→ **Text excerpt**
↓

Business as usual
Diavik claims quarry work complied with existing permits

Yellowknife (Feb 16/00) - Diavik believes quarrying work it was doing at its Lac De Gras mine site complies with permits it has in hand.

"We believe all of the work done to date has been done under the existing permit," said Diavik spokesperson Tom Hoefer Monday.

That work, however, is now subject of an investigation by the Department of Indian Affairs and Northern Development (DIAND).

Asked if Diavik has been doing any quarrying at the site, Hoefer said, "We can't get into detail (about that) right now because we understand we're under investigation."

He said his knowledge of the investigation is limited to what he has heard and read in the media, since DIAND has yet to contact the company about it.

DIAND is responsible for monitoring the site of the proposed diamond mine, 280 kilometres northeast of Yellowknife.

DIAND operations director Floyd Adlem said a routine inspection near the end of January sparked the investigation.

"They have a couple of permits there for exploration activity," said Adlem.

"We'll be looking at it to see if they allow the kind of work that was done up there."

Territorial land use regulations do not require an inspector to inform a permit holder an investigation is under way. The permit holder has to be informed once an inspector believes the terms of the permit have been violated.

Adlem said he had "no idea" when inspectors will visit the site again or when the investigation will conclude. He would not comment on what discussions, if any, have taken place in DIAND offices since the investigation began.

↑

→ **Prompt**
Pick up the news story on the Diavik quarry investigation after its last sentence and continue it.

→ **Data shown**
↓

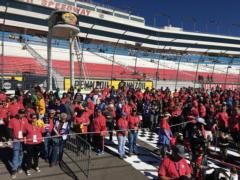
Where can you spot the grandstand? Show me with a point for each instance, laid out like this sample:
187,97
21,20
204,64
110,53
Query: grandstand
111,48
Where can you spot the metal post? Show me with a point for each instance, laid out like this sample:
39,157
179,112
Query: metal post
238,78
157,74
135,67
71,44
179,61
49,54
2,54
195,79
225,82
213,70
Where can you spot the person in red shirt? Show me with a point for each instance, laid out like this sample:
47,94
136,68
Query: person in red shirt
81,122
3,123
100,129
134,124
122,133
17,126
175,166
222,118
33,143
14,106
48,126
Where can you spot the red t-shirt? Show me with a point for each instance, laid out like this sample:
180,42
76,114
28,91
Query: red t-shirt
84,119
133,121
173,169
18,125
164,124
13,108
223,119
32,131
3,115
122,125
127,109
99,124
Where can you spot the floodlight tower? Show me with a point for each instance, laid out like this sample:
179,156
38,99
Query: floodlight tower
64,25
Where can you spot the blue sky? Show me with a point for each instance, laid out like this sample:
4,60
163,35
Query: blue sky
207,13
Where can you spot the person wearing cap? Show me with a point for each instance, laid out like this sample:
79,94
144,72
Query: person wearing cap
108,113
197,136
3,123
222,119
175,166
17,128
165,134
14,106
61,129
100,130
48,120
134,124
33,143
40,106
122,133
81,121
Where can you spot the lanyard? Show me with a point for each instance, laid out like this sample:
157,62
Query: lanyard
34,128
20,122
177,168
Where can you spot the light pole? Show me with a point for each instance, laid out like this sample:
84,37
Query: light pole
162,15
201,59
237,25
179,61
215,61
191,19
230,62
114,52
2,54
214,22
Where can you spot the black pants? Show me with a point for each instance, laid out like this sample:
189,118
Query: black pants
110,127
32,155
3,133
98,142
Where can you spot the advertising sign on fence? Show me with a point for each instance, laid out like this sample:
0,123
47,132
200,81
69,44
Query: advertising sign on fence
88,85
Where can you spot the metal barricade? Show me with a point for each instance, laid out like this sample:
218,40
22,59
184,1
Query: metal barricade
79,151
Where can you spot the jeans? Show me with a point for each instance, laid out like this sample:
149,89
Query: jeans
57,151
17,156
132,141
154,121
32,155
98,142
121,145
47,146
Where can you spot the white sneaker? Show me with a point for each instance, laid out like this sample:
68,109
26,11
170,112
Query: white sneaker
28,173
14,175
20,171
38,169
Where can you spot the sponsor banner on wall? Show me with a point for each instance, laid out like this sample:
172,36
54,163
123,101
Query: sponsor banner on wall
65,6
222,86
88,85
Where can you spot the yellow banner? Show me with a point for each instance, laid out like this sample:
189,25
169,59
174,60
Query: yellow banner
101,83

↑

→ **Output for this task**
Violations of land use are subject to summary conviction, which can result in fines of up to $2,000 and six months in jail for each day an offence is committed.

DIAND records show that over the last two years Diavik has received permits allowing a total of 3,440 cubic metres of quarrying at the site of the proposed mine. The permit for 3,000 cubic metres of that total expired last year.

On Dec. 31 Diavik applied for a land use permit quarry 40,000 cubic metres of rock. The company issued a press release Jan. 19 publicizing DIAND's denial of the application. DIAND Minister Robert Nault noted the department's report on the environmental assessment of the project required all regulatory approvals be granted before the mine proceeds.

Days after Diavik issued its press release, it stated it would be removing 115-120 people it had at the mine site. Its permit application indicated the work would require 65-80 people.

Asked why so many people were on the site, Hoefer said they were doing a variety of jobs, including building a larger airstrip on the ice and ice roads on land, working on equipment, expanding staff facilities and providing medical and security services.